- _Verilen Metin_:
• Sonuç bulunamadı

Tarihsel Süreçte Kadınlar ve Kadın Yaklaşımının Doğuşu

Kadının toplumdaki yerinin değişiminin daha net olarak anlaşılabilmesi için Paleolitik ve Neolitik çağlar büyük önem taşımaktadır. Toplulukların avcılık ve toplayıcılıkla uğraşıp kabile yaşantısı sürdürdüğü bu dönemde soyun devamı için kadının taşıdığı önem toplumda yüksek itibar görmelerine neden olmaktaydı. Gördükleri bu itibarın en büyük kanıtı da Neolitik Çağ’ın başında keşfedilen tarım (tohumların yeniden üretilebilmesi) sonrasında ortaya çıkan ilk ilah figürlerinin kadın cinsiyeti üzerinden oluşturulmasıydı. Neolitik Çağ’ın ortalarından itibaren bulunan su, rüzgâr gibi yeni enerji kaynakları sonucu ilerleyen teknoloji anaerkil yapının kalkmasına ve kadına verilen toplumsal değerin yok olmasına yol açtı. Bu aşamadan sonra erkekler toplumda sürekli olarak üstünlüğü kabul edilen taraf oldu. Yüzyıllar boyu kadınlara aile içi üreten ve doğuran hizmetçi rolü yüklendi. Erkeklere tanınan sosyal, ekonomik, yasal hak ve özgürlükler kadınlara ya hiç tanınmadı ya da tanınırken büyük ölçüde kısıtlandı. Tüm bu gelişmeler sonucunda oluşan tepkiler kadın yaklaşımının doğmasına neden oldu.

Kadın yaklaşımı ya da bir diğer adıyla “Kadınların Özgürlüğü Hareketi” kadınları toplumda erkeklere tanınan haklara kavuşturarak cinsiyetler arası eşitsizliği gidermeye, kadınların meslek ve yaşam biçimlerini seçerken özgür bırakılmalarını sağlamaya yönelik bir hareket olarak tanımlanmaktadır. Bu tanım dâhilinde kadının iş dünyası, eğitim ve siyasette erkeklerle eşit muamele görmesi ve aynı ahlak ölçüleri dahilinde yargılanması savunulur (Ana Britannica, Cilt 12, s. 373) .

Kadın yaklaşımının doğuşu 18. yüzyıl Avrupa’sına dayanmaktadır. Fransa’da Condorcet, Fourier, Proudhon, Saint - Simon, Auguste Comte, Austin Thierry eserlerinde kadın ve erkeklerin eşit haklara sahip olması gerektiğini savundular.

Bazı kayıtlar
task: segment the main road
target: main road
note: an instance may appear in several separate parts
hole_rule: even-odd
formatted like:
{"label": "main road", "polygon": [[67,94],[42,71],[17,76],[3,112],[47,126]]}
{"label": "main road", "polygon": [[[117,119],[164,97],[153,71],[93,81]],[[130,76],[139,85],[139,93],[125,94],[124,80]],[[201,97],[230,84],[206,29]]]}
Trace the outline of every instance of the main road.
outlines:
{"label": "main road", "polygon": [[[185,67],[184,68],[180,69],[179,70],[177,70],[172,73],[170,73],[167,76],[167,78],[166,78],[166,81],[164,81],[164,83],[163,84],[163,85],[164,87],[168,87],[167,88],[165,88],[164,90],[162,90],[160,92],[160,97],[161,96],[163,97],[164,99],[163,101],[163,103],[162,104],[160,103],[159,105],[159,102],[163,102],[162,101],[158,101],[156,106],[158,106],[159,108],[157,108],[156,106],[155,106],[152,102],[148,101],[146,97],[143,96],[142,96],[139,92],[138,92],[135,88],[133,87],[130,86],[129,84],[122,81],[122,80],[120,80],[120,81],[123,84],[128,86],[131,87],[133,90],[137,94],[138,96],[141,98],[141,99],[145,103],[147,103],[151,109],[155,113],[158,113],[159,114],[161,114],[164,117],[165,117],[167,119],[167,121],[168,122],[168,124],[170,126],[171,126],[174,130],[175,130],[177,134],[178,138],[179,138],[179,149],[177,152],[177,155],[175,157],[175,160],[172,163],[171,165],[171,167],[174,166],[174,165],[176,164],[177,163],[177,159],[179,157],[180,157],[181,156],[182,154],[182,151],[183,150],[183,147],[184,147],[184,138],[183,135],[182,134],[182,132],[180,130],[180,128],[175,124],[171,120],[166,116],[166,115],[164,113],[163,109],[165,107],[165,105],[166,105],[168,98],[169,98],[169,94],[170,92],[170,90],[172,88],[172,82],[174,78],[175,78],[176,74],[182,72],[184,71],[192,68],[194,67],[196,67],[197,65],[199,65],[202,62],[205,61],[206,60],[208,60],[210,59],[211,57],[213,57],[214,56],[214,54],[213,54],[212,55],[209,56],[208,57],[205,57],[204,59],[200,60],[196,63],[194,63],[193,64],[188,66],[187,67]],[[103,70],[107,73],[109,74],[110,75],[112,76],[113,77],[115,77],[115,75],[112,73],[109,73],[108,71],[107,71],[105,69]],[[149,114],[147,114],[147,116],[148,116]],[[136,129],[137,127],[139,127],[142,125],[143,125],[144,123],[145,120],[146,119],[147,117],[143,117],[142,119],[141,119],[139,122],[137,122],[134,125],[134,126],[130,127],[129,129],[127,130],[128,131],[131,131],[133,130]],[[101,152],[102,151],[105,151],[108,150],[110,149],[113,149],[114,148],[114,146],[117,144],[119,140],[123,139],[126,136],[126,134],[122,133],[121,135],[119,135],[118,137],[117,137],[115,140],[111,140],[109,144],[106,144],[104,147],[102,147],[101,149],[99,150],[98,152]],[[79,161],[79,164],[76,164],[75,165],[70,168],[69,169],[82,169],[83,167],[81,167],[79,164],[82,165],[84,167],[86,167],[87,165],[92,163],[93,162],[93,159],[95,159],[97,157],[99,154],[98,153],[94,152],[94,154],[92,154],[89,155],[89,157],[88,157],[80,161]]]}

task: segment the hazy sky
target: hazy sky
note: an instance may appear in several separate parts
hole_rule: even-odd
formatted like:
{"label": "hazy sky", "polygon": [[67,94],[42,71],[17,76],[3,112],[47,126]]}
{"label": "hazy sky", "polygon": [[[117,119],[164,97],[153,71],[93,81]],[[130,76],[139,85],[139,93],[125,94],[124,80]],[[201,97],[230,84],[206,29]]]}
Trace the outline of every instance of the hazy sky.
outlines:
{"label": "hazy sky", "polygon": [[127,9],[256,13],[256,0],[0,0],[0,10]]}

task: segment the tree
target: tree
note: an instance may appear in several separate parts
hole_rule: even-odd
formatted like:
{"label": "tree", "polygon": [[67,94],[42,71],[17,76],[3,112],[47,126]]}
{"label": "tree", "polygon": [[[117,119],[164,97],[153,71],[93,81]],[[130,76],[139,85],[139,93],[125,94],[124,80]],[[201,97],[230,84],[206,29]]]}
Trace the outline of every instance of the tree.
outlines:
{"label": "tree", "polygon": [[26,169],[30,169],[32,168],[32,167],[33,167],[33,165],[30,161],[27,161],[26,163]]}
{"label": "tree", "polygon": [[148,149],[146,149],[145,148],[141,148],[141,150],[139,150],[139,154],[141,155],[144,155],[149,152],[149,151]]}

- _Hedef 1_:
Verilen metne göre kadın yaklaşımının doğuşu hangi yüzyıl Avrupa'sına dayanmaktadır?
- _Hedef 2_:
Lütfen verilen metinde "Kadın yaklaşımı ya" sözlerinden "olması gerektiğini savundular." sözlerine kadar uzanan bölümü hiç değiştirmeden yazdırın.

- _Örnek Çözüm 1_:
18. yüzyıl Avrupa'sına dayanmaktadır.

- _Örnek Çözüm 2_:
Kadın yaklaşımı ya da bir diğer adıyla “Kadınların Özgürlüğü Hareketi” kadınları toplumda erkeklere tanınan haklara kavuşturarak cinsiyetler arası eşitsizliği gidermeye, kadınların meslek ve yaşam biçimlerini seçerken özgür bırakılmalarını sağlamaya yönelik bir hareket olarak tanımlanmaktadır. Bu tanım dâhilinde kadının iş dünyası, eğitim ve siyasette erkeklerle eşit muamele görmesi ve aynı ahlak ölçüleri dahilinde yargılanması savunulur (Ana Britannica, Cilt 12, s. 373) .

Kadın yaklaşımının doğuşu 18. yüzyıl Avrupa’sına dayanmaktadır. Fransa’da Condorcet, Fourier, Proudhon, Saint - Simon, Auguste Comte, Austin Thierry eserlerinde kadın ve erkeklerin eşit haklara sahip olması gerektiğini savundular.